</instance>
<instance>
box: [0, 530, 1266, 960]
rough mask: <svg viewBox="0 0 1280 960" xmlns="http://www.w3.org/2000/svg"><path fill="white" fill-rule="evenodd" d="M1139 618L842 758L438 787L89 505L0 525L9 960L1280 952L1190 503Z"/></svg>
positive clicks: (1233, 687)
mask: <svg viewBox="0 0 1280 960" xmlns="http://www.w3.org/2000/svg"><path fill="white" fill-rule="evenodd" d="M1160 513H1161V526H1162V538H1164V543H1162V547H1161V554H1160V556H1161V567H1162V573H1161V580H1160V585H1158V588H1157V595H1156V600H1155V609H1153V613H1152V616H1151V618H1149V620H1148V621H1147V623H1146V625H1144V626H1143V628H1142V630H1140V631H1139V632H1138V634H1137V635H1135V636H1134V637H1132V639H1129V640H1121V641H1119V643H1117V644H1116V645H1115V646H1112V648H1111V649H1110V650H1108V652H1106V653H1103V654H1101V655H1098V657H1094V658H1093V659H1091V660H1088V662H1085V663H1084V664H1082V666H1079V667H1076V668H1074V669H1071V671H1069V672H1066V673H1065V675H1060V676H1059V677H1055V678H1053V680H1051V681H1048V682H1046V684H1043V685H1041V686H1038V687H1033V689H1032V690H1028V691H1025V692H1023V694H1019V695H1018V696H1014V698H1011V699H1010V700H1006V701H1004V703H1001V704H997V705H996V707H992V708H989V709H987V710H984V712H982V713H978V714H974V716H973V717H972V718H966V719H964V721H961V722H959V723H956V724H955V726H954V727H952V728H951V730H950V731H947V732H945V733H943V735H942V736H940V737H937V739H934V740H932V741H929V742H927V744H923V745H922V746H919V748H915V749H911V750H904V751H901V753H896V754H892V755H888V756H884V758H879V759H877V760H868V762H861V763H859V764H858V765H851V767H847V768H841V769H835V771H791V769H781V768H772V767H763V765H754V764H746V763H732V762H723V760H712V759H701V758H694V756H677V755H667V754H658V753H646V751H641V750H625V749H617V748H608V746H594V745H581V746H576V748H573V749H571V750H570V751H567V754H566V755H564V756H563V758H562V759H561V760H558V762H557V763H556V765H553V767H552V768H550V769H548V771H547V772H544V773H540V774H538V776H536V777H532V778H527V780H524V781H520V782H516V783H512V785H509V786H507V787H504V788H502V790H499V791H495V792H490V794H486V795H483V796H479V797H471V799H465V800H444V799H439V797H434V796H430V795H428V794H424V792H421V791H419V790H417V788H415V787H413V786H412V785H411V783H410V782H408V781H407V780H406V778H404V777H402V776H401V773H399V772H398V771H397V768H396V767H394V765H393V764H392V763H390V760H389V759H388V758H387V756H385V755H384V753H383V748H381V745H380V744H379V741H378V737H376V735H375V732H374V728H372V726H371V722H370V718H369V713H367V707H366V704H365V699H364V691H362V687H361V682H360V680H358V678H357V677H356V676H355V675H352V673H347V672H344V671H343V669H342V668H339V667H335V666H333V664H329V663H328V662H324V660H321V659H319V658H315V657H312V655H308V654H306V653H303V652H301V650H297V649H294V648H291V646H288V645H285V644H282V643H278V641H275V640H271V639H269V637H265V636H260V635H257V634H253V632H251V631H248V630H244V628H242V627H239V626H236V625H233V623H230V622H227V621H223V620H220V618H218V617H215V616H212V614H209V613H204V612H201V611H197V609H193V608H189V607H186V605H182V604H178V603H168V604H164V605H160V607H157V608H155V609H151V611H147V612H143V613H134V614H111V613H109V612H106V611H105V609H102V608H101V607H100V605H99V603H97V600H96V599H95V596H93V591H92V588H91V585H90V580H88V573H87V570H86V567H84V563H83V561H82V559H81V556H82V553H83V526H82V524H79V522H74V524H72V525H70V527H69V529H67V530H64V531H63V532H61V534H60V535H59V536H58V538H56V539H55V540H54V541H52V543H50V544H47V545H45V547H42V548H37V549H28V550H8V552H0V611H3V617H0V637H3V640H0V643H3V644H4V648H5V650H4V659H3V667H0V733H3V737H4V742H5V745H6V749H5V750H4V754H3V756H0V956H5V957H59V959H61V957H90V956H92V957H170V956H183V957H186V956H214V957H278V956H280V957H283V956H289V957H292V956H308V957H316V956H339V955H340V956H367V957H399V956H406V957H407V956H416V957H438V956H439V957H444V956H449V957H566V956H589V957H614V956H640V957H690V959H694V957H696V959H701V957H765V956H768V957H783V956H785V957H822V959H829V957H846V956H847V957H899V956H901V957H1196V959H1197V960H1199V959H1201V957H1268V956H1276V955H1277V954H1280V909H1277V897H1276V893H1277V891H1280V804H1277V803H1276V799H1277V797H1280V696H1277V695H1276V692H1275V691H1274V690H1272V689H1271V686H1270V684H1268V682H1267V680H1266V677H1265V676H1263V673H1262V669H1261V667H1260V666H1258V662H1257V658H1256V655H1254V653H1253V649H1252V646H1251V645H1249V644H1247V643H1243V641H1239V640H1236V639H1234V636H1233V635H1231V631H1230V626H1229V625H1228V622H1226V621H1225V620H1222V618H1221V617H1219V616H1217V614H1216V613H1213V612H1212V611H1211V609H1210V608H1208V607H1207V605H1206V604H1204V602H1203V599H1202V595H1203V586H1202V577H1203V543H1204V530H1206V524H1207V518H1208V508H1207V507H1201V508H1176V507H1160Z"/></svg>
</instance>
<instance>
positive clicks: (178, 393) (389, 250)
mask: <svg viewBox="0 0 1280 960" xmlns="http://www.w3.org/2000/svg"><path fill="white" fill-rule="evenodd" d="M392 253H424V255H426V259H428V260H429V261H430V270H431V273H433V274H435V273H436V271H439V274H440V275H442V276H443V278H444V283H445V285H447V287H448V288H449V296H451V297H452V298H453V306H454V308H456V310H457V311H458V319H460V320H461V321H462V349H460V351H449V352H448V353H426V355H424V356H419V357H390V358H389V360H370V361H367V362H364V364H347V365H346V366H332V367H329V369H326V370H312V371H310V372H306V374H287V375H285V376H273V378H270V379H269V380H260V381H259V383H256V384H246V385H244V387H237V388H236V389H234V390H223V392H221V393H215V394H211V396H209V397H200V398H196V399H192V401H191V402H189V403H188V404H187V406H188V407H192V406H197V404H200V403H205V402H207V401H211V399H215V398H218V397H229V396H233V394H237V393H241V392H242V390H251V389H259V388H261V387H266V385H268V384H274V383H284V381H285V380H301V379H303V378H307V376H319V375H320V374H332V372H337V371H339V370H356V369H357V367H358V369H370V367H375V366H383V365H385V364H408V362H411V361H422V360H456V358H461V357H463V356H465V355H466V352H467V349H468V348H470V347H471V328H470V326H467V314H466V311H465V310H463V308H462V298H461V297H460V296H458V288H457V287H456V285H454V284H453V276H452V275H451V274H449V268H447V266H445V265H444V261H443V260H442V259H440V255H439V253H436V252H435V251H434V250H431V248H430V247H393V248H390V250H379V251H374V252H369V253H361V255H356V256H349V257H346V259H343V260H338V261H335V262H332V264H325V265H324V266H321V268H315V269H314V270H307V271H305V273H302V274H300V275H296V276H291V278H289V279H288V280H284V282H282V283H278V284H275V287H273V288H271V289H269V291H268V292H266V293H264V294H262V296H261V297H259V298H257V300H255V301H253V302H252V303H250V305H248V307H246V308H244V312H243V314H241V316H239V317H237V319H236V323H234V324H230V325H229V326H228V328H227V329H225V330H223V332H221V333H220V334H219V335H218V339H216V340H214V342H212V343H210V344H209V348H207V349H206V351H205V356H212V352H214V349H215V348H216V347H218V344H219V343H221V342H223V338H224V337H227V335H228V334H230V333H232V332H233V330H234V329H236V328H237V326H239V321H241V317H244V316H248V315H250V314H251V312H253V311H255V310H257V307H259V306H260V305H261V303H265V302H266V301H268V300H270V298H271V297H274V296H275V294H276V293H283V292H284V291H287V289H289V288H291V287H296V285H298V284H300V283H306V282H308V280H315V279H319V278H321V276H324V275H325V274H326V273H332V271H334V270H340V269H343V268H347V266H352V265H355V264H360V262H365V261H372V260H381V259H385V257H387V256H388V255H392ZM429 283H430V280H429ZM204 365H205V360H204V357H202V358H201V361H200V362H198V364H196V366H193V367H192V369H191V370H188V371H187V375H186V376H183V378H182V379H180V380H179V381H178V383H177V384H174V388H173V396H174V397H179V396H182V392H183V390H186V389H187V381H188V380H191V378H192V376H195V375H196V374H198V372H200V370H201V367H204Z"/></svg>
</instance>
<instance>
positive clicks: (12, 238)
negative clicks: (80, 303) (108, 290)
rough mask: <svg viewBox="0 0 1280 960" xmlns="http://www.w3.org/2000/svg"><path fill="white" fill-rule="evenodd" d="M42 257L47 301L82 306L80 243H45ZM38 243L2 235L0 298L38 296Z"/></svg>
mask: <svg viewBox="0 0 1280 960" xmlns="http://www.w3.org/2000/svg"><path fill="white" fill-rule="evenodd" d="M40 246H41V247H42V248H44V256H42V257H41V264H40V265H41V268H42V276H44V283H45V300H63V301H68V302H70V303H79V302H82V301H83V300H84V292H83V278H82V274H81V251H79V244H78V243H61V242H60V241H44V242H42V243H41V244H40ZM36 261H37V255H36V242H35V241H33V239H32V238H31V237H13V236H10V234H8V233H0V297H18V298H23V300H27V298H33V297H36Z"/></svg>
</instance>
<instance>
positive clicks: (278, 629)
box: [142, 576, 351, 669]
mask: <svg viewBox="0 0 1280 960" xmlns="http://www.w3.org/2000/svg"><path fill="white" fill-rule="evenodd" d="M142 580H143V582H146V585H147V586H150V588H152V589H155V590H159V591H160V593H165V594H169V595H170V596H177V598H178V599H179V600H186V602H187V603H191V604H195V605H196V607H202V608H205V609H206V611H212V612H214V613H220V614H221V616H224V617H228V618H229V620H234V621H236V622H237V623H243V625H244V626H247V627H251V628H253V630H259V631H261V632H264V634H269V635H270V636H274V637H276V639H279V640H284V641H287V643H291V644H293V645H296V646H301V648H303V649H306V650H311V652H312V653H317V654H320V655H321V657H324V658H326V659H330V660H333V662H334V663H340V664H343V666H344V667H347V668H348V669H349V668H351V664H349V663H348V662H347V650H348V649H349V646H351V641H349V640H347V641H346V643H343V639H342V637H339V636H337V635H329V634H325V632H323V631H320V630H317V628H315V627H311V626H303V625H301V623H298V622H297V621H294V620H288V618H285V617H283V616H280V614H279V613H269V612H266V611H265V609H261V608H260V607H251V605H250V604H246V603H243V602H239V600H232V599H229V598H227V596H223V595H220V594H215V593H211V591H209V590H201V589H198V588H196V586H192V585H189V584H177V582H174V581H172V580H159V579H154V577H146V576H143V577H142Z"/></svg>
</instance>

= = = = =

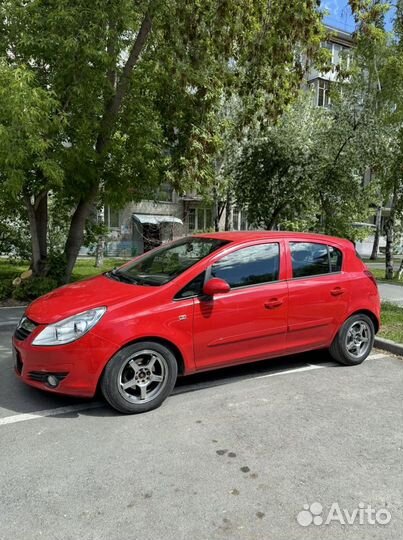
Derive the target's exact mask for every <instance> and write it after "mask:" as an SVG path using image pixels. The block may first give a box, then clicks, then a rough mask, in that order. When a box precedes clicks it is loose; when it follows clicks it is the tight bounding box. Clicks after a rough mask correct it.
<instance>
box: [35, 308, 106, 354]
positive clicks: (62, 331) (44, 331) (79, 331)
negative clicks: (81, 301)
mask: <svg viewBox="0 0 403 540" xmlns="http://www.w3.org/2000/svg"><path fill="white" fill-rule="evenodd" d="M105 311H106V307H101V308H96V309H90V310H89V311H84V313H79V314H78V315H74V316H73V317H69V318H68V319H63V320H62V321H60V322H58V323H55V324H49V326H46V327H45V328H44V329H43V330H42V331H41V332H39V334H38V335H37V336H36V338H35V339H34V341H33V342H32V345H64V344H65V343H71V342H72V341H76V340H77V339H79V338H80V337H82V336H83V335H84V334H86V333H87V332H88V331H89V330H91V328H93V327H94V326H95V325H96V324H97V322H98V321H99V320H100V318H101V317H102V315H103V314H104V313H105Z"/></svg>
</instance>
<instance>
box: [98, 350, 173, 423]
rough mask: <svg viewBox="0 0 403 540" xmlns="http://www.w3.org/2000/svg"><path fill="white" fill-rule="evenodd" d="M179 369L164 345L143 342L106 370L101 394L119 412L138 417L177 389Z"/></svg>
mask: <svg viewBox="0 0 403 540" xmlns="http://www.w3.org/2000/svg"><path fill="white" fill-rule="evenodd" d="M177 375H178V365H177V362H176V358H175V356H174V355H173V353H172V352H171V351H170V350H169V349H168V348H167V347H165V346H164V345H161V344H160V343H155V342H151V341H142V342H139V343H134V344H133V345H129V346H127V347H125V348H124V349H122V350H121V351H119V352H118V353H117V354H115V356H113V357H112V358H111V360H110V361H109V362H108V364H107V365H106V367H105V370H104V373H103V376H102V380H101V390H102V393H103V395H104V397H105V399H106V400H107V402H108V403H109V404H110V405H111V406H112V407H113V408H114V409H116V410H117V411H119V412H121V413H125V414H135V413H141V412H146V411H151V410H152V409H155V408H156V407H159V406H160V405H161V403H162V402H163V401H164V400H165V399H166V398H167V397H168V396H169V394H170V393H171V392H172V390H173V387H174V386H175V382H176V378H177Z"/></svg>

= = = = =

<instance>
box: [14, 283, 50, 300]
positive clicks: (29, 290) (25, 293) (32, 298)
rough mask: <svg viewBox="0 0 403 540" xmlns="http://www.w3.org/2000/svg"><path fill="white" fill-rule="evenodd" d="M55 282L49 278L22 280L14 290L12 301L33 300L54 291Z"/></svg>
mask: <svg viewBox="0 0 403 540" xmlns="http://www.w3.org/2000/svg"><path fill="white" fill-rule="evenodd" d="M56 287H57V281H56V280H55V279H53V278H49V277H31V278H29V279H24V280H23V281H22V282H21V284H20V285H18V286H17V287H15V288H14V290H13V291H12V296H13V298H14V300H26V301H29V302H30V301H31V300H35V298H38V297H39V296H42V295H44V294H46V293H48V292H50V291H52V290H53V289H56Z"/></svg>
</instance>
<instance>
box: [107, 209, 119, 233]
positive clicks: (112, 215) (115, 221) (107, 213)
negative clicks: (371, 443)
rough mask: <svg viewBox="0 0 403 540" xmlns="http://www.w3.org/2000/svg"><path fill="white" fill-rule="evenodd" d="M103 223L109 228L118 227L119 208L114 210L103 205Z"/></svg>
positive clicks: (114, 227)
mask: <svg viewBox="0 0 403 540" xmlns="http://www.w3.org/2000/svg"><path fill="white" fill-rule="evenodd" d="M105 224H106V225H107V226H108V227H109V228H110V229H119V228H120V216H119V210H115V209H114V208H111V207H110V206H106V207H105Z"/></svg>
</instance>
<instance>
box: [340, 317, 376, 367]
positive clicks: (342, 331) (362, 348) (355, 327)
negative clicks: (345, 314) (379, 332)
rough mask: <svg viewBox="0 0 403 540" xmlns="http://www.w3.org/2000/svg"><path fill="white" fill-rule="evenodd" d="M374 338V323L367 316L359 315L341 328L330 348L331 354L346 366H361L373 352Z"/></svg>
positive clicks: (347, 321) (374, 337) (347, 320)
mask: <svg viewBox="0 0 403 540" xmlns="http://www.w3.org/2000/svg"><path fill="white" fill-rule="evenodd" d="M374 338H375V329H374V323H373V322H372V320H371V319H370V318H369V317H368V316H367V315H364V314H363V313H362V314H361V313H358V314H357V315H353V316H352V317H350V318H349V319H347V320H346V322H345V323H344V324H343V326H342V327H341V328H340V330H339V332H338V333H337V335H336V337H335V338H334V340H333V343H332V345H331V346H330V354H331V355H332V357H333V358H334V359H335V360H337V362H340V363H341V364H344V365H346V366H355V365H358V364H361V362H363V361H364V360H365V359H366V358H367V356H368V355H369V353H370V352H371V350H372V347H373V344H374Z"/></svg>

= = = = =

Exercise details
Copy out every line in the records that contains the word "positive", treating uppercase and lowercase letters as different.

Answer area
positive clicks: (1233, 687)
positive clicks: (178, 393) (389, 250)
positive clicks: (12, 238)
positive clicks: (278, 629)
positive clicks: (62, 331) (44, 331) (79, 331)
positive clicks: (29, 290) (25, 293) (32, 298)
positive clicks: (112, 215) (115, 221) (107, 213)
positive clicks: (114, 227)
positive clicks: (342, 331) (362, 348) (355, 327)
positive clicks: (347, 321) (374, 337) (347, 320)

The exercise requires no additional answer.